この一瞬は続きも終わりもせず
永遠の中に
切り取られてある
■紅茶の香りに似たアザミが咲きほこる庭、人の言葉を話すコガネムシがやってくる庭、焼きたてのミラベルのタルトと笑い声に包まれた庭、四十七歩先に壊れたアシカのプールが見える庭…。様々な庭を舞台に、生きるものの繋がりを描く読切り集。満場一致で大賞デビュー、最速単行本化の期待作。人間の愛しさを豊かに伝える、鮮烈な才能を、とくとご覧あれ!
講談社の新雑誌・ITANの新刊が、今月から続々発売になってます。スゴイ量で、そしてどれもみんな面白そうで、期待大です。そんな中、ひと際目を引いていたのが、この作品。帯に踊るは「満場一致で大賞デビュー!最速単行本化!」の文字。なんの大賞かと思ったら、新人賞だそうです(当たり前か)。表紙から、なかなかいい感じな田中相先生の初単行本は、「庭」を舞台にした読切り集。どれも独特のタッチで、静かに、けれど確かに登場人物の半生、考えを写し切り取っていきます。大きな動きはないけれど、その精緻さと独特の風合いに魅了されるタイプの作風。これは好きな人は好きだろうなぁ。もちろん、私も好き。

独特のタッチ、言葉数多くはないけれど、しっかりと力強い言葉。独特の雰囲気に包まれた、素敵な作風です。
収録されている作品を、少しずつご紹介しましょう。まずは、ある日コンビニに迷い込んだコガネムシを助けた所、後日人間の言葉を話す非常に大きなコガネムシが訪ねてくるという「5月の庭」。盲目の王に拾われ、長年庭師を務めてきた男の数日を描いた「ファトマの第四庭園」。人が集まるイベントが嫌いなお爺さんが、自分の誕生日会でもの思う「地上はポケットの中の庭」。過去の忘れられない出来事を胸に、6年振りに青年が故郷に戻る「ここはぼくの庭」。そして新人賞を獲った作品である、とある高校生の少女の悩みを描いた「まばたきはそれから」。
こうして見てみると、簡単な説明だけじゃ本当になんてことないストーリーが描かれているということがわかります。外側の動きじゃない、すごいのは、内面の切り取り方なんです。淡々と、語るように続くモノローグに折り畳まれた、その人の想い。過去に、今に囚われている人々が、ふとしたことをきっかけに明日を向く機会を得るその瞬間を、時に眩しく時に幻想的に、本当に素敵に描き出すんです。技術的な部分から解説できるのが一番良いのだと思うのですが、そういうのってなかなか難しく。ただ一つ言えるのは、ラスト前に作られる無言(もしくは無音)の部分。

エントリー抜粋:
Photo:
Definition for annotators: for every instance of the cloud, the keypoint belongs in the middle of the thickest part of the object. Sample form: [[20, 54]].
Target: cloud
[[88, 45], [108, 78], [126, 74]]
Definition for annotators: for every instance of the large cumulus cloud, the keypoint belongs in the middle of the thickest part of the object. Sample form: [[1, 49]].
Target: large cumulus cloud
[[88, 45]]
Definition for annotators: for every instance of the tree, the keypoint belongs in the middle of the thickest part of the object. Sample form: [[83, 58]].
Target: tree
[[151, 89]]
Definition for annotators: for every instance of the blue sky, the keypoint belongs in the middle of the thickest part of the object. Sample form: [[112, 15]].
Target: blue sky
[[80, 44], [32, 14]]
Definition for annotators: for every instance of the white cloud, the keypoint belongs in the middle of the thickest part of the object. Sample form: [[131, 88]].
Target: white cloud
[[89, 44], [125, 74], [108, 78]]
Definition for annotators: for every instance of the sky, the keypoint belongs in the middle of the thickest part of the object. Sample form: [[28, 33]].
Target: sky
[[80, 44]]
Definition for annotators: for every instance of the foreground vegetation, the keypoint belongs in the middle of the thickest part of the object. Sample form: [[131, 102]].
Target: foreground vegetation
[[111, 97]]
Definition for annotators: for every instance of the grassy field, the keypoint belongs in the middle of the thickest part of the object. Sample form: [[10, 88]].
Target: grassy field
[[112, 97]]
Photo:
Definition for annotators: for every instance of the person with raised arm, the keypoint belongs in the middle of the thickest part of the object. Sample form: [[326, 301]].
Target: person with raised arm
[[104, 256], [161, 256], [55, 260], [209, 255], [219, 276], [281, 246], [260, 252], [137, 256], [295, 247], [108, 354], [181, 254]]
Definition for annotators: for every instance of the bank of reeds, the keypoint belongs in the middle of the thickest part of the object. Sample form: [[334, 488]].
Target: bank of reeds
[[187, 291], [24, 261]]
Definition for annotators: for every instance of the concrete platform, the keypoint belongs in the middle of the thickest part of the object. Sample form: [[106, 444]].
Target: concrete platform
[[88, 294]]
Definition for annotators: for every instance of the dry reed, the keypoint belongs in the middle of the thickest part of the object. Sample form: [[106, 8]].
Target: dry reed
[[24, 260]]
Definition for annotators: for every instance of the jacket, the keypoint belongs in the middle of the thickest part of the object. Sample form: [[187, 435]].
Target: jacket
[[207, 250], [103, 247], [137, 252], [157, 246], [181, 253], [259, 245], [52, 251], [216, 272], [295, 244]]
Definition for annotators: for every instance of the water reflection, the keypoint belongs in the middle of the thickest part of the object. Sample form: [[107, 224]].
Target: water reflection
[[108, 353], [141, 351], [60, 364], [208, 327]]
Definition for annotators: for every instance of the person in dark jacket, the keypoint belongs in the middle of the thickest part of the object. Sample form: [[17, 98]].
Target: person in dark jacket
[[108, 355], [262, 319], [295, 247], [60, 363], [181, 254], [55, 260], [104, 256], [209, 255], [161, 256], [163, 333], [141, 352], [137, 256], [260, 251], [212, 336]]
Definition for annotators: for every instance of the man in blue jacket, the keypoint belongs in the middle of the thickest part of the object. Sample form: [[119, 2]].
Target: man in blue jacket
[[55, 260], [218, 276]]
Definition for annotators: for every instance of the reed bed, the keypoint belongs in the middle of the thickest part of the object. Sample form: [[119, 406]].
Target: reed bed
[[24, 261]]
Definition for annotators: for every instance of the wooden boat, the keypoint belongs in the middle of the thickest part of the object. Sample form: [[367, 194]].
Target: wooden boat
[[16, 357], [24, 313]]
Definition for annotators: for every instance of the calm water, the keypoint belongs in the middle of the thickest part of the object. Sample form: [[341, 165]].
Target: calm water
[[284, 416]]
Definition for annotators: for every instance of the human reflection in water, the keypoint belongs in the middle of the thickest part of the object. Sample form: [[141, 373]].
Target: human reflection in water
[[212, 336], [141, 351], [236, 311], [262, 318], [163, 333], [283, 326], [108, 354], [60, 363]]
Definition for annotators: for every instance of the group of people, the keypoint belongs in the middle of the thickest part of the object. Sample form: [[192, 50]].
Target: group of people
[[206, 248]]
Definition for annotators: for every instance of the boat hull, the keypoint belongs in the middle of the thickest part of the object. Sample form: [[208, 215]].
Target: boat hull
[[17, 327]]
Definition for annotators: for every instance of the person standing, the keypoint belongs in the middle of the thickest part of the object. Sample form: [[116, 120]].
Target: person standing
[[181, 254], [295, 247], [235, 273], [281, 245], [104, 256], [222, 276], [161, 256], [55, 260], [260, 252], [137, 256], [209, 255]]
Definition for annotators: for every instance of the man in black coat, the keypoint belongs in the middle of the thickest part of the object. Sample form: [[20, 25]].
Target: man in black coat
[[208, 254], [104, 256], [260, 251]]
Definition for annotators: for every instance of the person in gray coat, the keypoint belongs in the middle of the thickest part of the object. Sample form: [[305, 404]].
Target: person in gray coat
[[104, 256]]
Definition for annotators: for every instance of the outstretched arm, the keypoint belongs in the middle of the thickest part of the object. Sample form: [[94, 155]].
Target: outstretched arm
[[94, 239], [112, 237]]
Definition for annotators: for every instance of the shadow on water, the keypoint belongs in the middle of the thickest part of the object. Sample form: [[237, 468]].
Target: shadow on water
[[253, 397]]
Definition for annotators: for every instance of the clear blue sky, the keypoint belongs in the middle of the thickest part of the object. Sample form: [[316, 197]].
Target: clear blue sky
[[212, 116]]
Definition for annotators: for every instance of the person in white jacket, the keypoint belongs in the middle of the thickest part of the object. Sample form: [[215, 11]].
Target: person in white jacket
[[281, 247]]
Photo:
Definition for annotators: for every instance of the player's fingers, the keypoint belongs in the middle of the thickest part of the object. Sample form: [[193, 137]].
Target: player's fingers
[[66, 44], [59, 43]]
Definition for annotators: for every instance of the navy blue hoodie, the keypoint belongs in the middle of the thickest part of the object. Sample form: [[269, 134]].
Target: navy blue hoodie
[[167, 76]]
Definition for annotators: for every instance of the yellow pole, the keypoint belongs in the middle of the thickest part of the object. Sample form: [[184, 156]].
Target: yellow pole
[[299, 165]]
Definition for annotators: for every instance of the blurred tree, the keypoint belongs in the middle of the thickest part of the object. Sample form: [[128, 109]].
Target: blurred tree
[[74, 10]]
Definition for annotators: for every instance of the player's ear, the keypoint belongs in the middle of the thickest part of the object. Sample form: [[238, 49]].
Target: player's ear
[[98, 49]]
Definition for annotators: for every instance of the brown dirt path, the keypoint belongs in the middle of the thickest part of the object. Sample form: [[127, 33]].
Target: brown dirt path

課題: 本文で収録作品として紹介されている作品の題名を、すべて挙げてください。

解答: 「5月の庭」、「ファトマの第四庭園」、「地上はポケットの中の庭」、「ここはぼくの庭」、「まばたきはそれから」の五作品です。